Labeling and segmentation rows:
┄┄┄┄┄┄┄┄┄┄┄┄┄┄┄┄┄┄┄┄
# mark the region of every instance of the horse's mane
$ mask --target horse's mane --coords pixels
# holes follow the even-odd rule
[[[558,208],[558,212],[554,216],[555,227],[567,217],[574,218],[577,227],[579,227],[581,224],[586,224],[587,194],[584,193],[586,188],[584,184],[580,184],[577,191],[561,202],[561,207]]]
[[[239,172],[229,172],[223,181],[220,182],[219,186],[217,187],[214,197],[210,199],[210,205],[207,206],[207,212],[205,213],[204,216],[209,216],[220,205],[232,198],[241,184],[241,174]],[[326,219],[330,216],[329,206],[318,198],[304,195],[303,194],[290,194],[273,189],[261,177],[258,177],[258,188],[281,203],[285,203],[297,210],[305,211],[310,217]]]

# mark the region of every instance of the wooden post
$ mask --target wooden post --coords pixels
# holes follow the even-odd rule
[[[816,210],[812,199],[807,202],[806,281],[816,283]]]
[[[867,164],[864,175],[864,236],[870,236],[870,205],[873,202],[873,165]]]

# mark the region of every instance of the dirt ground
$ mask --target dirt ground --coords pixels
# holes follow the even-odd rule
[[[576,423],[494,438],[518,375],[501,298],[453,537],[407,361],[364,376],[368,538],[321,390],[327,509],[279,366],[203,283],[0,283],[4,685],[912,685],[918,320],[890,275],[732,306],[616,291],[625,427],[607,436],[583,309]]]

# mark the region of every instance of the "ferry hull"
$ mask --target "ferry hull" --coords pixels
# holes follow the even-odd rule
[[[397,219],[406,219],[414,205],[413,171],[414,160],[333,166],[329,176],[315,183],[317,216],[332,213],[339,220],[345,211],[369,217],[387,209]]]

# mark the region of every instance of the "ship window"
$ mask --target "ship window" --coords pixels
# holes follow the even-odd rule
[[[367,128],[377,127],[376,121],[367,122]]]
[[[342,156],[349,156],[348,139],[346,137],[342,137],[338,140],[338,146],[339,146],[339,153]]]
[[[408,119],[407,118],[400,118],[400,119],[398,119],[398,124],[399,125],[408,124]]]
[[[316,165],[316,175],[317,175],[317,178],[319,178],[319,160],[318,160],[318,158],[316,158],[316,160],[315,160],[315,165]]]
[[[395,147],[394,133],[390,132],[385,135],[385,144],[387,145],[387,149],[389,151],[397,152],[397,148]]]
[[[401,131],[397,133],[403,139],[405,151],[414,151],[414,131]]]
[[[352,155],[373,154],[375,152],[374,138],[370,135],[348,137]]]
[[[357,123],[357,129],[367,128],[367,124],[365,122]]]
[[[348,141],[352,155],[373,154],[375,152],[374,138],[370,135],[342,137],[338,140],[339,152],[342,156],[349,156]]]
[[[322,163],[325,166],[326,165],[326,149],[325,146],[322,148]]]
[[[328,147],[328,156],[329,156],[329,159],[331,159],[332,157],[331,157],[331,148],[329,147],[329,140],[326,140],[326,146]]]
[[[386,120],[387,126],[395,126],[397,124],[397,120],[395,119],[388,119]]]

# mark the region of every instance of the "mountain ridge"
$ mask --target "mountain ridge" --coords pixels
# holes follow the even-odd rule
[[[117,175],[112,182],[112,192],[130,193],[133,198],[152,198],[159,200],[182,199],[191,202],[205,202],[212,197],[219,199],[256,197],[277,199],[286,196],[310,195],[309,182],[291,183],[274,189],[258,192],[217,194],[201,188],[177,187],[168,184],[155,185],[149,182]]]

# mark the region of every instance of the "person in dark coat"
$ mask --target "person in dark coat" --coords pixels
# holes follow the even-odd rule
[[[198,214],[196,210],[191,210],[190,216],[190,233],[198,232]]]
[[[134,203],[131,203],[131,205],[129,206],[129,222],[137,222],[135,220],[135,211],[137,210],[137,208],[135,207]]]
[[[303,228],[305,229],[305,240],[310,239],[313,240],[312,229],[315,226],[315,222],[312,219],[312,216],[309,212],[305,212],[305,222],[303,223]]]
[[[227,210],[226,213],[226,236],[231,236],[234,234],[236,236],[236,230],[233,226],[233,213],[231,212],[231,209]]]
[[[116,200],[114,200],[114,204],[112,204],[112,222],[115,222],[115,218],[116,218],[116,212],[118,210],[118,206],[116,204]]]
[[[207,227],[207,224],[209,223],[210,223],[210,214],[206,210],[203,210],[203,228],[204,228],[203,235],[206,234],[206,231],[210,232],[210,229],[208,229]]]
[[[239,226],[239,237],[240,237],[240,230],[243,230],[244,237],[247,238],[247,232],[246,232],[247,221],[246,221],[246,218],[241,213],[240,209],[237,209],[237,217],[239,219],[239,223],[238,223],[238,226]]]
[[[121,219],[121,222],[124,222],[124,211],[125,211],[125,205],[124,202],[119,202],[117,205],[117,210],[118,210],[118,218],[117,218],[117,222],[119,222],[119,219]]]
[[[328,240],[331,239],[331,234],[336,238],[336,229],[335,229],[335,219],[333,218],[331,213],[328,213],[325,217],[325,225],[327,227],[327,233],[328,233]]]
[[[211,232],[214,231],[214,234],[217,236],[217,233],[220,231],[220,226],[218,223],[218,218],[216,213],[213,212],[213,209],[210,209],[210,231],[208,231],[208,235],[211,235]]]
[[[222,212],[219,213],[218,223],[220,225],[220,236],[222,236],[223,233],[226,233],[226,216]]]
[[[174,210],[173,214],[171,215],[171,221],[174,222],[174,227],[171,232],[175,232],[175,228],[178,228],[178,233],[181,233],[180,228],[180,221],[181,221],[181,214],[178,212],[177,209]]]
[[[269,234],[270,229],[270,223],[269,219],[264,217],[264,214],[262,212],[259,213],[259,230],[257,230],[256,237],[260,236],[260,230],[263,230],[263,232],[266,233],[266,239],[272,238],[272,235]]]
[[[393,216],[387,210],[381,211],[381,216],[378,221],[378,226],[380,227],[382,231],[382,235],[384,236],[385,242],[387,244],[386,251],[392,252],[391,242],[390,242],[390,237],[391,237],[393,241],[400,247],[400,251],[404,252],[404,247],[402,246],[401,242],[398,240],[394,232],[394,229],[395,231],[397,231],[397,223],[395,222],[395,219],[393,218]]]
┄┄┄┄┄┄┄┄┄┄┄┄┄┄┄┄┄┄┄┄
[Instruction] From the rows above, extract every line that contains the word "horse".

[Answer in full]
# mark the region of every instance of the horse's mane
$ mask --target horse's mane --coords pixels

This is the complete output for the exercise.